◆ Stated problem
Copy the listing below with every "dot" changed to "marker" and nothing else altered. Leave out the pictures.
----
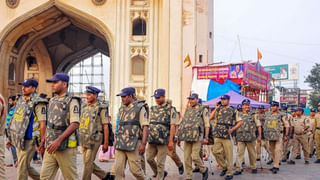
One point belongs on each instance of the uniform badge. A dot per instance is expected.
(43, 110)
(76, 109)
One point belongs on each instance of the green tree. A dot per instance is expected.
(313, 79)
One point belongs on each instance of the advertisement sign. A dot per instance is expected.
(213, 72)
(256, 76)
(278, 72)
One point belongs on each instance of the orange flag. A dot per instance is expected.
(187, 60)
(259, 54)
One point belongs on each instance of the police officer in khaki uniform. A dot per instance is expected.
(173, 153)
(263, 143)
(289, 143)
(161, 132)
(61, 137)
(317, 134)
(312, 131)
(2, 127)
(26, 127)
(273, 130)
(246, 136)
(226, 121)
(301, 126)
(132, 135)
(93, 130)
(193, 127)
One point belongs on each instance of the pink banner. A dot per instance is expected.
(208, 72)
(255, 76)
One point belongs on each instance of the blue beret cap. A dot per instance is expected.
(29, 82)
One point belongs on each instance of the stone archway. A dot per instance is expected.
(44, 34)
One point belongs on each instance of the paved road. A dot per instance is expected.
(300, 171)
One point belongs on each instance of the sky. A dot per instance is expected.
(285, 31)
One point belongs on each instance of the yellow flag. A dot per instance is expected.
(259, 54)
(187, 60)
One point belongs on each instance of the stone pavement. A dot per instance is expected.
(300, 171)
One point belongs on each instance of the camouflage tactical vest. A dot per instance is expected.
(271, 126)
(159, 127)
(190, 129)
(59, 120)
(224, 120)
(129, 131)
(247, 131)
(21, 119)
(91, 127)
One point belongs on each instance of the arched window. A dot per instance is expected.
(138, 65)
(12, 72)
(139, 27)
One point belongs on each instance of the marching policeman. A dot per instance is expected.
(226, 121)
(246, 136)
(317, 134)
(301, 126)
(2, 127)
(193, 127)
(132, 135)
(61, 137)
(273, 132)
(93, 130)
(161, 132)
(311, 132)
(27, 128)
(263, 143)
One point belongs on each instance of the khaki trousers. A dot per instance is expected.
(2, 155)
(88, 157)
(303, 141)
(24, 160)
(174, 156)
(286, 148)
(265, 145)
(317, 142)
(159, 151)
(191, 154)
(275, 148)
(251, 152)
(66, 160)
(134, 160)
(223, 150)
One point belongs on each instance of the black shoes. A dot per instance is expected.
(291, 162)
(181, 170)
(228, 177)
(237, 173)
(254, 171)
(270, 162)
(298, 157)
(205, 175)
(223, 172)
(196, 170)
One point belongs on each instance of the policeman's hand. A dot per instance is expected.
(142, 149)
(52, 148)
(205, 141)
(105, 148)
(170, 145)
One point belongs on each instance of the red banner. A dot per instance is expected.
(214, 72)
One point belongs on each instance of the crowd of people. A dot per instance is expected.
(54, 128)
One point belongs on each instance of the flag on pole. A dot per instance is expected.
(187, 60)
(259, 54)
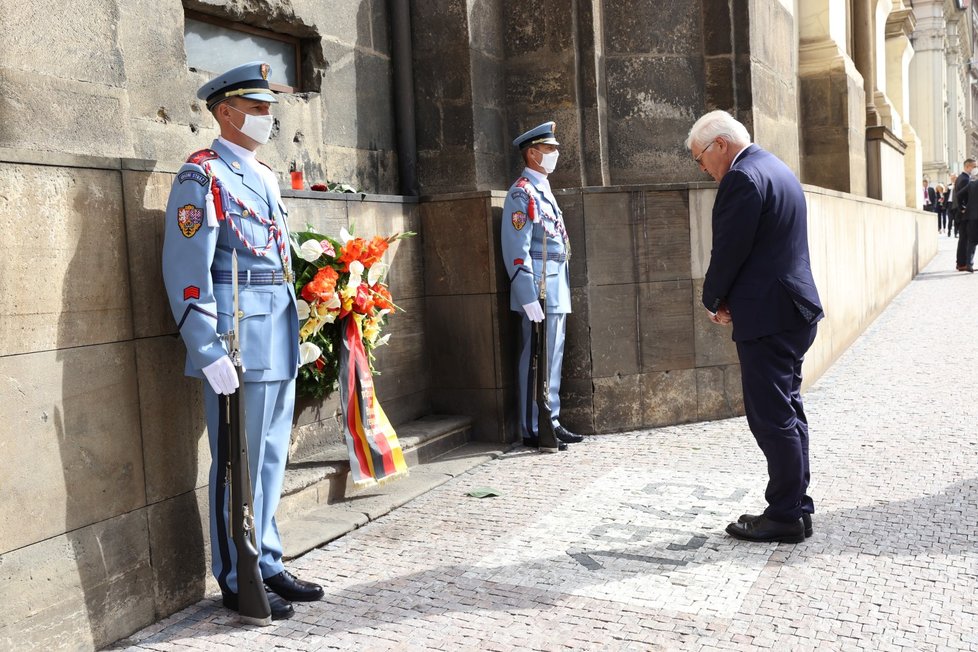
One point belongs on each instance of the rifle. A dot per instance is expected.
(546, 437)
(253, 606)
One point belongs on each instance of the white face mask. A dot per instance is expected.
(256, 127)
(548, 160)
----
◆ The result
One point belongs on each instance of the uniform badge. A marker per instance is expected.
(43, 110)
(76, 109)
One point belongs on each instance of the green tree. A marker per instance is expected.
(313, 79)
One point belongs on each instance of the advertisement sign. A marker per instance is expected.
(213, 72)
(256, 76)
(278, 72)
One point belongs on each instance of the orange flag. A marker per instance is expected.
(187, 60)
(259, 54)
One point belongs on each instance of the police officer in khaki uniform. A marker per instance is expected.
(173, 153)
(263, 143)
(289, 143)
(161, 132)
(61, 137)
(317, 134)
(312, 131)
(2, 127)
(26, 127)
(273, 130)
(246, 136)
(226, 121)
(301, 126)
(132, 135)
(93, 130)
(193, 127)
One point belongs on each instance of the pink banner. A marker per instance is expected.
(208, 72)
(255, 76)
One point belongs on each instance of the blue beret cap. A marker per instance is expected.
(29, 82)
One point belongs on each instance of the stone archway. A marker per instance is expected.
(44, 34)
One point belongs on each instance of the paved road. A marker per instance is expected.
(300, 171)
One point belongs on each instance of the sky. A marker per instance is expected.
(285, 31)
One point belongs on each instance of the yellow flag. A marker per instance is expected.
(259, 54)
(187, 60)
One point belongs on each instance of the stone pavement. A marker per instance is expected.
(300, 171)
One point belongs on each instance of the camouflage tactical vest. A marker per instance is expected.
(271, 126)
(159, 127)
(190, 129)
(59, 120)
(224, 120)
(129, 131)
(247, 131)
(21, 119)
(91, 127)
One point belongs on each instance of the arched window. A marker per instance is expected.
(138, 65)
(12, 72)
(139, 27)
One point belongs on each instance of the marching policeman. A marker per instance is expected.
(226, 121)
(246, 136)
(317, 134)
(301, 126)
(2, 127)
(193, 127)
(132, 135)
(61, 137)
(273, 132)
(93, 130)
(161, 132)
(311, 132)
(27, 128)
(263, 143)
One point belongs on each instance of the khaki trousers. A marker per instance is expected.
(2, 155)
(88, 157)
(303, 141)
(24, 160)
(174, 156)
(286, 148)
(265, 145)
(317, 142)
(159, 151)
(191, 154)
(275, 148)
(251, 152)
(66, 160)
(134, 160)
(223, 150)
One point belongs on each instance of the black shoes. A marker per instance is expected.
(291, 162)
(181, 170)
(228, 177)
(237, 173)
(254, 171)
(270, 162)
(298, 157)
(205, 175)
(223, 172)
(196, 170)
One point belongs on each instance of the policeman's hand. A marker per instance is expected.
(142, 149)
(52, 148)
(205, 141)
(105, 148)
(170, 145)
One point belongs on each instance of the red banner. A marker per instance is expected.
(214, 72)
One point belongs on each instance of the crowd of people. A marker per instance is expected.
(54, 128)
One point belongs on each instance of the flag on pole. A marker per instance is expected.
(187, 60)
(259, 54)
One point belongs on each instance of the rifle. A marker per instance is expected.
(546, 437)
(253, 606)
One point belongs on each instance of the white face mask. A marker per instance is expected.
(256, 127)
(548, 160)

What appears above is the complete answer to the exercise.